::: Extracted data :::

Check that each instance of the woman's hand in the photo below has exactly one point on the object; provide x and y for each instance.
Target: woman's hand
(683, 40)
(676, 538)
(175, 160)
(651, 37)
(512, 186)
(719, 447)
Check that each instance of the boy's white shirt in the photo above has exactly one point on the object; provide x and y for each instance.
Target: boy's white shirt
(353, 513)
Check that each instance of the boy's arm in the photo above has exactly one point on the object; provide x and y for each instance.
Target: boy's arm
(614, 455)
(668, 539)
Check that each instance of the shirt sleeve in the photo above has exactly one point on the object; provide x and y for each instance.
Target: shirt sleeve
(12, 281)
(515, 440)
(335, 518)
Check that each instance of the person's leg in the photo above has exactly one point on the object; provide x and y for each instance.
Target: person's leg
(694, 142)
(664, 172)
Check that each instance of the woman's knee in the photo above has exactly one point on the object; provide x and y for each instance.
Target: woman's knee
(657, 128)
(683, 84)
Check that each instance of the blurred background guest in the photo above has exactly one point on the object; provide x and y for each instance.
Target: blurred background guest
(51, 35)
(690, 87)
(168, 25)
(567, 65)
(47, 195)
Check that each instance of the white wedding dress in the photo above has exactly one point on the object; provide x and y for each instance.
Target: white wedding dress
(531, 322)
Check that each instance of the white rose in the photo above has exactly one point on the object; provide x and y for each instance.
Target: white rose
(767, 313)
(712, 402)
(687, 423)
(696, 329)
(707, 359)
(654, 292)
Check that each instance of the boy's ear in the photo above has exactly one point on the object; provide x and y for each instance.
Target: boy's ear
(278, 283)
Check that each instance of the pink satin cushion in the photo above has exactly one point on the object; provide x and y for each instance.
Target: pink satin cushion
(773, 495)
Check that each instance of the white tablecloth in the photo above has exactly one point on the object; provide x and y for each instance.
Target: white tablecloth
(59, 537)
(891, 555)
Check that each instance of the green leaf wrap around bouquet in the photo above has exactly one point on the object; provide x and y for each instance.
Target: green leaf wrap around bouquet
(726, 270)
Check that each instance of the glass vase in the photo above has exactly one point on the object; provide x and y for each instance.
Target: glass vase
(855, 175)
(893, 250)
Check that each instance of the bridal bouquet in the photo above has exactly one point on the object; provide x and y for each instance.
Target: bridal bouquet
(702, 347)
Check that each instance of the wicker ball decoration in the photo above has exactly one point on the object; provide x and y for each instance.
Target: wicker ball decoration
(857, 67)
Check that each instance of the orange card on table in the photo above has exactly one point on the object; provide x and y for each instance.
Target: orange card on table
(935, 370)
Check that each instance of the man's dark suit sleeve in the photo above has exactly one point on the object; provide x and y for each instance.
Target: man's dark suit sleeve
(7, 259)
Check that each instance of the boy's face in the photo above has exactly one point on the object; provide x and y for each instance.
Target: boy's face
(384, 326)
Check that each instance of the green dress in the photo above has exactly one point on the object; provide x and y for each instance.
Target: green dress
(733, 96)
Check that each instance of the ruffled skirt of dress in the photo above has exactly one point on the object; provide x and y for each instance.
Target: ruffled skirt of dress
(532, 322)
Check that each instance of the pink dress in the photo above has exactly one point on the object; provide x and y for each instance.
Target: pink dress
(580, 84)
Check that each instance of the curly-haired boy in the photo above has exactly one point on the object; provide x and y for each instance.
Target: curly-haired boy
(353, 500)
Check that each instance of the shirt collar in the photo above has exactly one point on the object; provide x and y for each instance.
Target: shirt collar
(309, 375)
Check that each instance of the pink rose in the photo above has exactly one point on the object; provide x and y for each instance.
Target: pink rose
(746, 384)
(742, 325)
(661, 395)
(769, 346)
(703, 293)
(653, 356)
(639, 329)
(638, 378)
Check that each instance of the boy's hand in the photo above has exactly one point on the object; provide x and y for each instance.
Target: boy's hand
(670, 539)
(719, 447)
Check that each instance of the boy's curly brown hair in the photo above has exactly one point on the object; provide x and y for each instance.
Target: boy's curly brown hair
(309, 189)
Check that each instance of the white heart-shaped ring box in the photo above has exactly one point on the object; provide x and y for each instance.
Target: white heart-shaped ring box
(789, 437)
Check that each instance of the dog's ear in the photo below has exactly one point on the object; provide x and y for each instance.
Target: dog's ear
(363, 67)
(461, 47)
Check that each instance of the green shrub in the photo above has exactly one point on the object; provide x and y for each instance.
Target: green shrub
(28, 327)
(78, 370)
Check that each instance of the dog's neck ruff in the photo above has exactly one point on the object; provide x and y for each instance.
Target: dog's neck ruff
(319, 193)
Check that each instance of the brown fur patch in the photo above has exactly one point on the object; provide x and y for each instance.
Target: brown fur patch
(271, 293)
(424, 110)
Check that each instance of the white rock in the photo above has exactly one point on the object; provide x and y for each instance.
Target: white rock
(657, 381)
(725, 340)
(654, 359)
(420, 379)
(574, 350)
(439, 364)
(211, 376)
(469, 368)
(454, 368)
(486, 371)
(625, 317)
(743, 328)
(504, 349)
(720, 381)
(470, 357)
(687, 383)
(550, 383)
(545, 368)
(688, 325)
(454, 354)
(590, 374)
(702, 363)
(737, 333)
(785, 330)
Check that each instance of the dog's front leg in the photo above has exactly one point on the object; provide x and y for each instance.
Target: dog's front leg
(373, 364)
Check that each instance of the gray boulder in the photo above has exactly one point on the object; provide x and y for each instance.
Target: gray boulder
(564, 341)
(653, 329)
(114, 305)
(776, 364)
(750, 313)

:::

Task to carry out
Set down each entry exactly, leaving none out.

Response to this task
Check that each instance of the woman's hand in the photo below has exactly one point on the object; provide x and y for each instance.
Target: woman's hand
(683, 40)
(676, 538)
(175, 160)
(651, 37)
(512, 186)
(719, 447)
Check that each instance of the boy's white shirt in the photo above has exactly one point on the object; provide x and y for each instance.
Target: boy's white shirt
(353, 513)
Check that each instance of the boy's arm in the photo above has exactly one point on the object; provide x and y for each instance.
Target: boy's arm
(614, 455)
(668, 539)
Check that each instance of the shirt sleeve in the photo above has exactly one point on the object; provide x and y for each instance.
Target: shirt sleeve
(12, 281)
(515, 440)
(335, 518)
Check that each instance of the person's leg in the photo above has exactly one point on the object; provide x and y for each instance.
Target: person's leg
(694, 142)
(664, 172)
Check that each instance of the woman's knee in the photo above has exactly one point on the object; provide x and y for each instance.
Target: woman's knee
(657, 128)
(683, 84)
Check that each instance of the blurred background guest in the photo above has exactly one point on the object; provide x and y for each instance.
Target: blurred background guest
(51, 35)
(690, 87)
(168, 25)
(567, 65)
(47, 195)
Check that each instance of the white wedding dress in the photo above has exactly one point on the object; provide x and y for each instance.
Target: white wedding dress
(531, 322)
Check that each instance of the white rose in the photo above has exactly one point on the object; provide x and y for each instance.
Target: white rose
(767, 313)
(712, 402)
(687, 423)
(696, 329)
(707, 359)
(654, 292)
Check that each instance of the boy's ear in the photo above has exactly one point on the object; provide x and y for each instance.
Target: boy's ear
(278, 283)
Check that each instance of the pink satin cushion in the photo above has exactly one point on the object; provide x and y for each instance.
Target: pink satin cushion
(773, 495)
Check that each instance of the white tablecloth in the photo above has exactly one point on the object; provide x and y for each instance.
Target: white tablecloth
(59, 537)
(891, 555)
Check that each instance of the green leaf wrap around bouquet in the photo above has exactly one point on the object; provide x and y for each instance.
Target: green leaf wrap around bouquet
(726, 270)
Check that each instance of the glass vase in the photo above has exactly one point on the object; provide x and y for each instance.
Target: glass vase
(855, 175)
(893, 250)
Check that each instance of the bridal bouquet in the photo above has exactly one point on the object; provide x and y for each instance.
Target: bridal bouquet
(702, 347)
Check that each instance of the wicker ball decoration in the photo above has exactly one point on the object; provide x and y for each instance.
Target: wicker ball decoration
(857, 67)
Check that each instance of the orange card on table in the photo above has exactly one point on the object; provide x and y for each instance.
Target: orange card on table
(935, 370)
Check that each instance of the man's dark suit sleeve in the photo above has exactly one point on the object; provide x and y for each instance.
Target: man's dark suit sleeve
(7, 259)
Check that each instance of the boy's face in the photo above has exactly one point on the object; provide x and y for each instance.
Target: boy's face
(384, 326)
Check that each instance of the green dress in the photo above has exactly one point on the object; provide x and y for each instance.
Target: green dress
(733, 96)
Check that each instance of the ruffled skirt of dress in the photo above has exactly one point on the object; provide x and y for each instance.
Target: ruffled skirt of dress
(532, 322)
Check that each instance of the pink dress in the photo above has exactly one point on the object; provide x and y for each instance.
Target: pink dress
(580, 84)
Check that each instance of the curly-haired boy in the photo above has exactly one point on the object; provide x and y for each instance.
Target: curly-haired boy
(353, 500)
Check that each instance of the shirt collar in the photo above has exactly one point on the object; provide x and y for each instance.
Target: shirt collar
(309, 375)
Check that each instance of the pink rose in the photo above has exactly one point on the object; provide x and y for each instance.
Target: pink rose
(746, 384)
(742, 325)
(661, 395)
(769, 346)
(703, 293)
(653, 356)
(639, 329)
(638, 378)
Check that each instance of the boy's hand in the photo above has exactly one point on the object; provide x and y for each instance.
Target: boy's hand
(670, 539)
(719, 447)
Check that each instance of the boy's curly brown hair in the photo above has exactly one point on the object; provide x and y for each instance.
Target: boy's curly brown hair
(309, 189)
Check that each instance of the white heart-shaped ring box in the photo above has exactly one point on the object; provide x and y for each instance.
Target: white heart-shaped ring box
(789, 437)
Check that each instance of the dog's ear in the photo below has exactly one point on the object; provide x and y for each instance.
Target: dog's ear
(363, 67)
(461, 47)
Check that each instance of the green shrub in the photo above has exactly one point on the object; provide x and y for each instance.
Target: green shrub
(28, 327)
(78, 370)
Check that each instance of the dog's neck ruff in the photo above has exactly one point on the object; provide x and y for each instance.
Target: dog's neck ruff
(319, 193)
Check that each instance of the brown fur patch in the photo above has exactly one point on the object; provide x and y for each instance.
Target: brown fur patch
(271, 293)
(424, 110)
Check that each instance of the white rock in the photo above has exactly one point on the object; provide x and y for each instance.
Target: white rock
(657, 381)
(725, 340)
(654, 359)
(420, 379)
(574, 350)
(439, 364)
(211, 376)
(469, 368)
(454, 368)
(486, 371)
(625, 317)
(743, 328)
(504, 349)
(720, 381)
(470, 357)
(687, 383)
(550, 383)
(545, 368)
(688, 325)
(454, 354)
(590, 374)
(702, 363)
(737, 333)
(785, 330)
Check that each instance of the dog's front leg in the photo above has exactly one point on the object; provide x and y for each instance.
Target: dog's front leg
(373, 364)
Check that each instance of the gray boulder in the photo above has exactly one point on the object; provide x and y for each instance.
Target: gray boulder
(564, 341)
(653, 329)
(114, 305)
(776, 364)
(750, 313)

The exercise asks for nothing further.